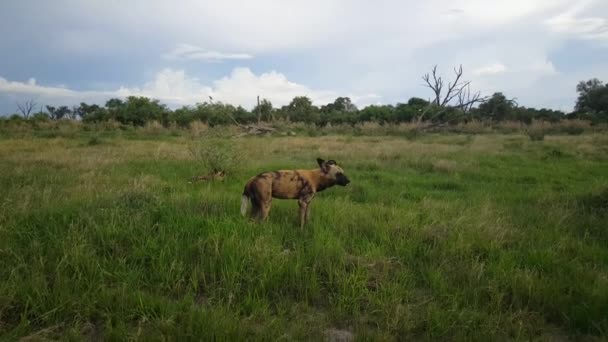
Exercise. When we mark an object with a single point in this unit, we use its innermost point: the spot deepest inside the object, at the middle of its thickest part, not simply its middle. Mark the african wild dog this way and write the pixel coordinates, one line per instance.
(290, 184)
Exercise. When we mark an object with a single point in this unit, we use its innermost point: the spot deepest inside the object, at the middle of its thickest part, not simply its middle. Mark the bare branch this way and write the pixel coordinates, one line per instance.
(27, 107)
(436, 85)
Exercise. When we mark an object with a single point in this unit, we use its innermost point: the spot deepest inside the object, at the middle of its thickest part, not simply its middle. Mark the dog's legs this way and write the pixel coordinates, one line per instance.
(265, 209)
(304, 203)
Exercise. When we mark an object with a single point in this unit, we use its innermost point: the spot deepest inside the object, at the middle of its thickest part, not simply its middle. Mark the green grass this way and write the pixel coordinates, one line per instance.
(438, 237)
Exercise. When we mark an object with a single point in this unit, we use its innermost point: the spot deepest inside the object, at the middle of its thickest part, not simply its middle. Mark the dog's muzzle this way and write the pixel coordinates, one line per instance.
(342, 180)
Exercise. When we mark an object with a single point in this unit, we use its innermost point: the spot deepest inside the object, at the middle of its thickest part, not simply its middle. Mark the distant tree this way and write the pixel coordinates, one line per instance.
(40, 116)
(75, 112)
(26, 107)
(379, 113)
(58, 113)
(301, 109)
(457, 96)
(592, 99)
(92, 113)
(265, 110)
(497, 108)
(136, 110)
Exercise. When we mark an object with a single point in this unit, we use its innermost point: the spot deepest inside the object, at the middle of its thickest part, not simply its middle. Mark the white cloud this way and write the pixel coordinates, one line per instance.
(192, 52)
(351, 46)
(175, 88)
(589, 28)
(491, 69)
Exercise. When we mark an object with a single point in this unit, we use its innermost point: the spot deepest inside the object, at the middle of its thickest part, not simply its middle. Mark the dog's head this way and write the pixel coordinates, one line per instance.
(331, 170)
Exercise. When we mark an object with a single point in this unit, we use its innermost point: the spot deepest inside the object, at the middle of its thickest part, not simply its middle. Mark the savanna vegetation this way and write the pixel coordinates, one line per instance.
(467, 218)
(480, 234)
(452, 103)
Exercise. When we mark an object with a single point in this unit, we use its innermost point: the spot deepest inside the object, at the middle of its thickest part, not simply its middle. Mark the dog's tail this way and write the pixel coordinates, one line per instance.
(244, 202)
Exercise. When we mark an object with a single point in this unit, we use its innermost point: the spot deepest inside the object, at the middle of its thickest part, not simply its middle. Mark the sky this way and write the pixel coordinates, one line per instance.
(65, 52)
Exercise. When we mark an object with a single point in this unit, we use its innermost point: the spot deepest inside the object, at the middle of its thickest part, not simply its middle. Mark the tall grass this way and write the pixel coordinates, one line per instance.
(441, 237)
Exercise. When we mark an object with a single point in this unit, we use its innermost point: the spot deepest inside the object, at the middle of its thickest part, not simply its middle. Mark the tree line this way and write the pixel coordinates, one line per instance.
(456, 105)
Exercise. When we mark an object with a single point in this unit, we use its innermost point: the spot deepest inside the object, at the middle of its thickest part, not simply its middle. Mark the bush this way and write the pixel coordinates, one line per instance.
(216, 155)
(536, 134)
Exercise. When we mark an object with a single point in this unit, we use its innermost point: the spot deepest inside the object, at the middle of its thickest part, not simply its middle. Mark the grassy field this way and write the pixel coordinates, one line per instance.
(438, 237)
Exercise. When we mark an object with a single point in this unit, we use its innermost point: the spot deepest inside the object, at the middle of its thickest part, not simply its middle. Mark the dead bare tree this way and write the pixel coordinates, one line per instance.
(26, 107)
(249, 129)
(457, 90)
(466, 99)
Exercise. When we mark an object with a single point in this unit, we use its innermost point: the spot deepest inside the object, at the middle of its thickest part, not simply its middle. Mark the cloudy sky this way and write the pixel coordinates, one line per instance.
(181, 52)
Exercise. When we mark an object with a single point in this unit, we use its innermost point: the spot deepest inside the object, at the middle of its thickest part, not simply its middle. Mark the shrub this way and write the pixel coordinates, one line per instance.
(216, 155)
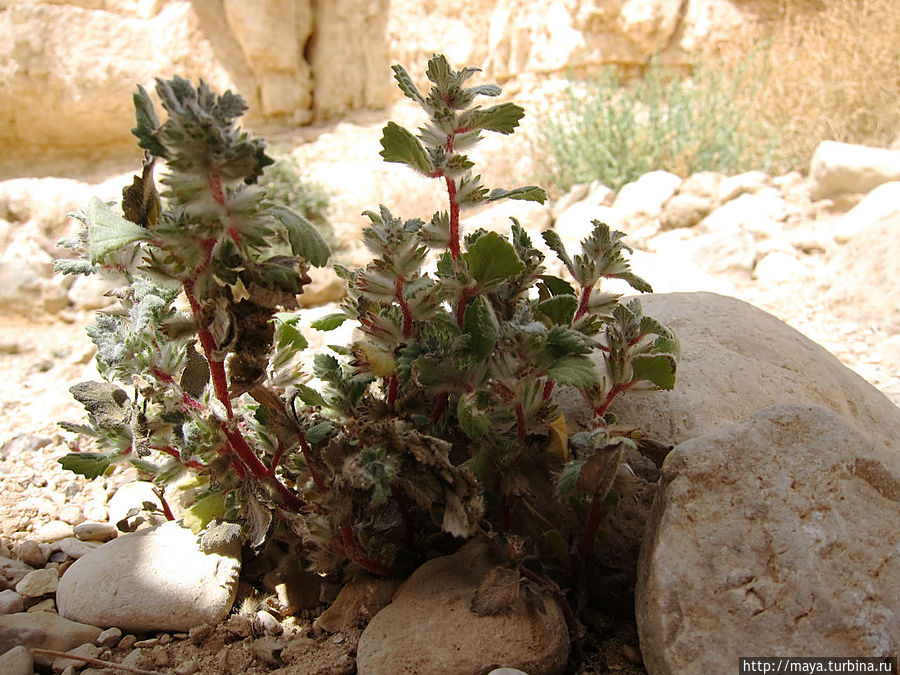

--

* [Exercise]:
Rewrite all of the records above as a numbered list, skipping any blank lines and leaving the pictures out.

* [Complete answer]:
1. Exercise. When we mark an object with a single point in this unit, we use its innermost point: the spot deepest inside the object, at the middle of its thickest part, not simply its middle. Mark the african wild dog this way and write the pixel coordinates, one line per instance.
2. (290, 184)
3. Exercise. When we mark an object with a single point in this unit, we use its innermost point: the spot deepest inside the object, at the middle of its thickest part, not simply its middle. Mark the bare branch this way and write the pixel coordinates, one line per instance.
4. (27, 107)
5. (436, 85)
6. Exercise. When we mark an object with a single point in this unit, we use its innermost point: the spot deepest inside the object, at the middle of its thickest part, not simply its middle. Mark the dog's legs this way and write the pixel coordinates, one line per instance.
7. (265, 209)
8. (304, 203)
9. Exercise. When we mark an object with a single point in this unit, we use its innermost point: the spot deepest inside the object, at the middle of its thickest part, not simply its middle. Mark the green grass this way and write the pixel coordinates, one line per instance.
10. (438, 237)
11. Exercise. When we mark an object with a single point in this unit, we use its innermost point: the spot deepest inside the object, at the middle of its thickest part, not simply its middle. Mark the dog's muzzle this way and write the pixel coordinates, one line per instance.
12. (342, 180)
13. Exercise. When we mark an object with a single point in this unit, we use its innermost point: the spot deepest inside the object, at the middle of its thickest part, not simply its middle. Mark the distant tree this way and write the pixel coordinates, one line per instance.
14. (40, 116)
15. (75, 112)
16. (26, 107)
17. (379, 113)
18. (58, 113)
19. (301, 109)
20. (457, 96)
21. (592, 99)
22. (92, 113)
23. (265, 110)
24. (497, 108)
25. (136, 110)
26. Exercise. When we mark an object with a single point in this unit, we use its innermost point: the spot deepest inside the object, at the middle of its thickest part, not simply its middle. Mark the white cloud this way and write the pixel coordinates, one line per instance.
27. (192, 52)
28. (351, 46)
29. (175, 88)
30. (589, 28)
31. (491, 69)
32. Exercise. When we mark an object with a single point in this unit, we use its innermost point: the spot deepest inside the object, at the middle of its thickest part, not simply its middle. Mark the dog's head this way and write the pixel coordinates, one line per instance.
33. (331, 170)
34. Exercise. When we mark an object with a single point in this unit, we use its innermost point: the spot deepest inside the object, at the middle of its thickest part, not simply its middle. Mark the savanna vegetation this way and write the pixel coordinates, one line per instance.
35. (467, 218)
36. (480, 234)
37. (452, 103)
38. Exercise. When we mark an object with a single point in this unit, we use its innermost point: the spot deepest inside the object, at the middle of its thickest part, not simply its middle. Mark the dog's tail this way and write the pixel coordinates, one line per instance.
39. (244, 202)
40. Exercise. When we mark an object with a single point in this unit, we use its innermost point: the spot deepest inside the object, at the middle of its thickest part, not simply its middle. Mark the sky this way and write the pixel coordinates, one line per instance.
41. (65, 52)
42. Exercise. When we mark an object with a single point in this unit, we use its innermost point: the spot deepest inside the object, at the middle of its thickest part, not simply its middle. Mark the tall grass this way and write the pixel coordinates, one line per instance.
43. (441, 237)
44. Exercise. When we mark an object with a single point in this unit, we use its innermost point: the spot deepest inside the object, at the middle of its thickest part, not simply its middle. Mark the tree line this way and write the pixel coordinates, one line per instance.
45. (456, 105)
46. Exercise. When we mark an object with a single point in this unit, we use its innermost point: the spot deepest inside the object, at the middle of its thickest part, not simply its middle. Mark the bush this way and write the pixel coordinates, one line per instance.
47. (216, 155)
48. (536, 134)
49. Exercise. When we mark an object with a single point in this unit, we use its innermost point: the spot deepest inside the object, at the middle of its thickest part, not simply its middle. Mark the grassy field this way and write the pixel coordinates, one line per instance.
50. (438, 237)
51. Exercise. When we mark an object with a single point in this unit, we use its innermost point: the spot deepest inside the object, at the middle of its thickest part, not simply its middle. Mark the dead bare tree this way and write the pixel coordinates, one line per instance.
52. (26, 107)
53. (249, 129)
54. (457, 90)
55. (466, 99)
56. Exercise. When we mark an object with a single point in this unit, we use its innermost point: the spot deepest inside the object, at the middle of its thickest part, not simply its middle. Mark the cloudy sky this way and write the pixel coordinates, one line per instance.
57. (181, 52)
58. Exercise. When we mark an object with a single point in this unit, we use its innermost point: the spot deepest inside the object, at the middle of its thickest part, not simply its middle. Mark the shrub this way and write the pixel coordinates, one line per instance.
59. (216, 155)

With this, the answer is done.